GIVEN TEXT »
____________________

US Surgeon General: Hawaii’s homeless crisis won’t be solved with housing alone

US Surgeon General: Hawaii’s homeless crisis won’t be solved with housing alone

HONOLULU, Hawaii (HawaiiNewsNow) - The U.S. Surgeon General is touring parts of Hawaii this week to get a first-hand look at the state’s homeless crisis.

Dr. Jerome Adams says problems in the islands go much deeper than a lack of housing.

Many times, the root cause of a person’s homelessness has to do with drugs, a mental health issue ― or both. Adams says if the state doesn’t do more to beef up its behavioral health resources, the problem is only going to get worse.

For years, local government has touted “housing first” as the answer to Hawaii’s homeless crisis.

The program’s goal is to move a person off the street and into someplace permanent as quickly as possible then provide support as needed.

But oftentimes that level of help isn’t readily available.

“We aren’t simply going to fix their problem by giving them housing if we aren’t also treating those behavioral health issues,” said Adams.

On Tuesday, Adams met with Hawaii’s top health officials. While he agrees housing is key, he says it’s not enough.

“I think the challenge there comes in that if we give people housing but we don’t address all these other issues we’ll never be able to provide enough housing to meet the need,” said Adams.

State Director of Health Bruce Anderson said the state’s shortage of behavioral health resources only gets worse the farther you are from Oahu.

____________________

AVAILABLE DATA »
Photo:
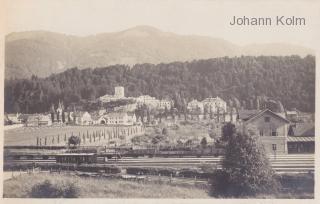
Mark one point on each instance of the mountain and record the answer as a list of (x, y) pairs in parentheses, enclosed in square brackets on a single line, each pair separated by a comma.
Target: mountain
[(42, 53)]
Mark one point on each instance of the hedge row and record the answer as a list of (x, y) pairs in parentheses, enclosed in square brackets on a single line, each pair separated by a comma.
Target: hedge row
[(63, 167), (169, 172)]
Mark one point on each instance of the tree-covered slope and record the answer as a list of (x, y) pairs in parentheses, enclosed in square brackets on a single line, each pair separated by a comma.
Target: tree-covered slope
[(242, 80)]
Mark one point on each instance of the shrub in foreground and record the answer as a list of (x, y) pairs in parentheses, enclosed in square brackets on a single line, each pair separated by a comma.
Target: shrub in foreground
[(246, 170), (48, 190)]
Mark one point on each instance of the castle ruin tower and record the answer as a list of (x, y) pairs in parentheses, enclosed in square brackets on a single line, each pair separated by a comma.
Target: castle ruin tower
[(119, 91)]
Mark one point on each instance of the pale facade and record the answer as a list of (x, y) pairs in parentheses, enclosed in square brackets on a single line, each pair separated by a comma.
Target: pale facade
[(215, 104), (272, 130), (38, 120), (83, 118), (194, 105), (118, 94), (117, 118)]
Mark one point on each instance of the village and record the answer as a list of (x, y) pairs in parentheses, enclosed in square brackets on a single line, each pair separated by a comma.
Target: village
[(137, 121)]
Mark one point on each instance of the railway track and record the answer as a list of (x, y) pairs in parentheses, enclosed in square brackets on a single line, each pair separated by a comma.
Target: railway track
[(292, 163)]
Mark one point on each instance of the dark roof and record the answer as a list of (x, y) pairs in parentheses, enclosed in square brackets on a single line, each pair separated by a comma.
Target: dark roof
[(303, 129), (246, 114), (300, 139)]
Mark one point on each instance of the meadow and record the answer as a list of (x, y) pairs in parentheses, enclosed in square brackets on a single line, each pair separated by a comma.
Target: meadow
[(21, 187), (29, 135)]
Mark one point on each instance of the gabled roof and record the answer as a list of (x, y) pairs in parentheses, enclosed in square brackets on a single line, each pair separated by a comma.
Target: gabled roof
[(300, 139), (247, 114), (303, 129), (266, 111)]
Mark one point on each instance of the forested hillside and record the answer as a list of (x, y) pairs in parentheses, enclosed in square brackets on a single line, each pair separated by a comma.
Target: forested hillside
[(289, 79), (43, 53)]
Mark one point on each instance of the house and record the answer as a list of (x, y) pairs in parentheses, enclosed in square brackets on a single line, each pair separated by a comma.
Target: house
[(301, 138), (118, 94), (215, 104), (195, 105), (14, 118), (38, 120), (272, 130), (117, 118), (163, 104), (82, 118)]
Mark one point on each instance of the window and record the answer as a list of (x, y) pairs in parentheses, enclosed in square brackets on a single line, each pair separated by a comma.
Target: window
[(274, 147), (261, 132)]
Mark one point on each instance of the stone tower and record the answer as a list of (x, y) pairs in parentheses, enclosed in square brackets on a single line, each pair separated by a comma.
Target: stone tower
[(119, 91)]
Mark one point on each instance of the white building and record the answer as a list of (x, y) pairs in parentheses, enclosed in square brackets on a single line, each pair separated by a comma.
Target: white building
[(194, 105), (119, 91), (215, 104), (118, 94), (83, 118), (153, 102), (117, 118)]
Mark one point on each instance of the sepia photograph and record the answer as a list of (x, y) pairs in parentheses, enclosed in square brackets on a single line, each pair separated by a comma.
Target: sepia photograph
[(159, 99)]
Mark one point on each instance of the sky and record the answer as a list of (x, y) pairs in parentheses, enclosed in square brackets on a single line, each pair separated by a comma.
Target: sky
[(187, 17)]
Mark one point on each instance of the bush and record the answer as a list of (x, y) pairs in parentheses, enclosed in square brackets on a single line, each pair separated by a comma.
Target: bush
[(246, 170), (47, 190)]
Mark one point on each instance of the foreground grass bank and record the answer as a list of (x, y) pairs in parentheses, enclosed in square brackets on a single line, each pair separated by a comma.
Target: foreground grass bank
[(292, 187), (21, 187)]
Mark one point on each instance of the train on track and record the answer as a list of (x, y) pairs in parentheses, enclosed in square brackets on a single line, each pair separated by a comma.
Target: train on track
[(100, 155)]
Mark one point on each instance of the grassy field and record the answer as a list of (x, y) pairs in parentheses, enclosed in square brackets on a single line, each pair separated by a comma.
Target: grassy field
[(28, 135), (194, 130), (101, 188)]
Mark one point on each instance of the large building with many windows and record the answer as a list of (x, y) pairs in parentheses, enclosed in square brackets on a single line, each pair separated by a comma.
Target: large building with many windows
[(272, 130)]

____________________

WORK ORDER » Please pick up the article on Hawaii's homeless crisis right after its last sentence and keep writing it. The rows have nothing to do with this.

RESULT OF THE TASK »
“If people are in crisis, they have to put them on an airplane and send them to Honolulu for stabilization which costs upwards of $20,000 every time that happens,” Anderson said.

He says the state is in desperate need of about 230 short-term stabilization beds for people with substance abuse and mental health problems.

“Right now everyone’s going to the emergency room," he said.

The Health Department is currently accepting proposals from several agencies in hopes of bringing more beds online sometime next year.

An array of behavioral health services will also be provided at the H-4 homeless healthcare center when it opens in Iwilei.

As the state begins to restore mental healthcare, the Surgeon General says there needs to be a simultaneous effort to prevent people from becoming homeless.

“We want to catch people from falling off the cliff,” said Adams. “But we also want to stop people from getting to the cliff’s edge in the first place.”

Adams will continue his tour Wednesday morning in Iwilei before returning to the mainland.